** TASK INSTRUCTIONS **
Set down everything in the piece about Afghan refugees in Colorado from "Like other Afghans" down to "and shared language.", word for word.

When Rafi and his family left Afghanistan in 2014, they feared both for their lives and the unknown ahead. 

Like other Afghans who worked alongside U.S. forces, the former interpreter and investigator was forced to leave behind his parents, siblings and hometown, Kabul. When he arrived in Colorado on a special immigrant visa, he had no real guide to help him navigate the American system, from signing up for a phone and internet plan to getting a driver’s license. 

It was like starting all over, Rafi said, without the comfort of home, family and shared language. 

Now, nearly seven years later, Rafi is among the Coloradans stepping up to help the nearly 2,000 Afghan refugees who are expected to arrive in Colorado by the end of this month. He’s one of many Afghan refugees who decided to leave another job to work full-time at a state transitional housing center in metro Denver, where nearly 450 refugees currently await permanent homes. 

The Colorado Sun has agreed to identify Rafi only by his middle name because of ongoing safety concerns for his relatives in Afghanistan.

The Afghan government’s collapse forced many people to flee immediately, a traumatic and chaotic scramble that has many refugees still reeling. While he was able to leave with his wife and children, Rafi noted some refugees he met at the transitional center were forced to leave their spouse and kids behind. 

“Even though they’re here, they’re still living in the dilemma of ‘what’s going to happen next?’” Rafi said. “‘Are we going to be here forever? Are we going to be able to go back to our kids?’ These are all the questions that people ask.”

** ENTRIES SUPPLIED **
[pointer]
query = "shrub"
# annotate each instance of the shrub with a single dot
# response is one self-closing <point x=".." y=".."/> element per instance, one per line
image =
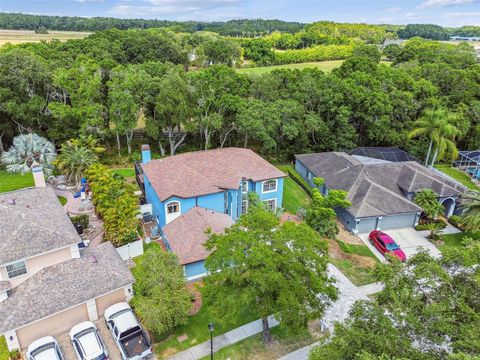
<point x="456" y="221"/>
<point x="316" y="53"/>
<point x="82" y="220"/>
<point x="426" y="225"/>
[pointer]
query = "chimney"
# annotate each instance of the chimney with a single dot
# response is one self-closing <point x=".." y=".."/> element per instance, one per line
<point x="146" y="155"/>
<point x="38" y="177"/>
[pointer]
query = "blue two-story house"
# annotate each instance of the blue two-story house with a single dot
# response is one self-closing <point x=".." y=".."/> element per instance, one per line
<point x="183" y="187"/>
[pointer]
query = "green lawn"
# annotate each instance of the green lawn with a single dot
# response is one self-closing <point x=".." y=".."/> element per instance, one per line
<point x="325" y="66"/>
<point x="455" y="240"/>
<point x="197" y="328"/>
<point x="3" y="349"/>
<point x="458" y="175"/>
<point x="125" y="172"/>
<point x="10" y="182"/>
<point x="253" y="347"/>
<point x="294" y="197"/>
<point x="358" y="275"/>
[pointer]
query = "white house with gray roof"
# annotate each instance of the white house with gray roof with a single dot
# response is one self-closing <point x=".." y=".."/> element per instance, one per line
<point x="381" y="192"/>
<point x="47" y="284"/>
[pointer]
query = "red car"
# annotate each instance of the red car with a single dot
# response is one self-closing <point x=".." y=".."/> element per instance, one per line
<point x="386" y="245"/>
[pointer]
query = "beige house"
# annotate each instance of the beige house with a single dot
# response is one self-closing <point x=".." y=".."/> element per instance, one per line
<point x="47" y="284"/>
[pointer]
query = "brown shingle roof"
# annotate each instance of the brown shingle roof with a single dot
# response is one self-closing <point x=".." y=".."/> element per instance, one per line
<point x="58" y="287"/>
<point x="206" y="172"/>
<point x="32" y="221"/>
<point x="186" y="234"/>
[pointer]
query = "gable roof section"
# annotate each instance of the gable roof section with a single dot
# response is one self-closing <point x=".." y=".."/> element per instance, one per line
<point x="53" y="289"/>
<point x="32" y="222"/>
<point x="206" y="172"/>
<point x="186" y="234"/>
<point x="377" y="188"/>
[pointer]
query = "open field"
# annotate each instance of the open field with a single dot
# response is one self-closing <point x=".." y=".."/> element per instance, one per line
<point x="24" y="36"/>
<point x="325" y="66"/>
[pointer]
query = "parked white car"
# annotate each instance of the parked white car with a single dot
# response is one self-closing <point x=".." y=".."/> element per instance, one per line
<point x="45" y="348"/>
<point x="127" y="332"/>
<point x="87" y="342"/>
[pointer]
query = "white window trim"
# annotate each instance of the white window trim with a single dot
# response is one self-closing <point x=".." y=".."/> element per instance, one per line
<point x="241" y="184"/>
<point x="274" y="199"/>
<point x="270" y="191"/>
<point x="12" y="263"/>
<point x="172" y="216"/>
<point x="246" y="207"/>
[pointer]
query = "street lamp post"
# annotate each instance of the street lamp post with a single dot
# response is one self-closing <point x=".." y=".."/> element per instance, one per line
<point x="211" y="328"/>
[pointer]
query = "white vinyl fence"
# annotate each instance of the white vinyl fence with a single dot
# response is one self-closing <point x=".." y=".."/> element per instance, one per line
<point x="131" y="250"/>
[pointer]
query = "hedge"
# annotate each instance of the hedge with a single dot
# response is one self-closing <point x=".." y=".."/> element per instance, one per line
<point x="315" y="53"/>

** TASK OUTPUT **
Like other Afghans who worked alongside U.S. forces, the former interpreter and investigator was forced to leave behind his parents, siblings and hometown, Kabul. When he arrived in Colorado on a special immigrant visa, he had no real guide to help him navigate the American system, from signing up for a phone and internet plan to getting a driver’s license. 

It was like starting all over, Rafi said, without the comfort of home, family and shared language.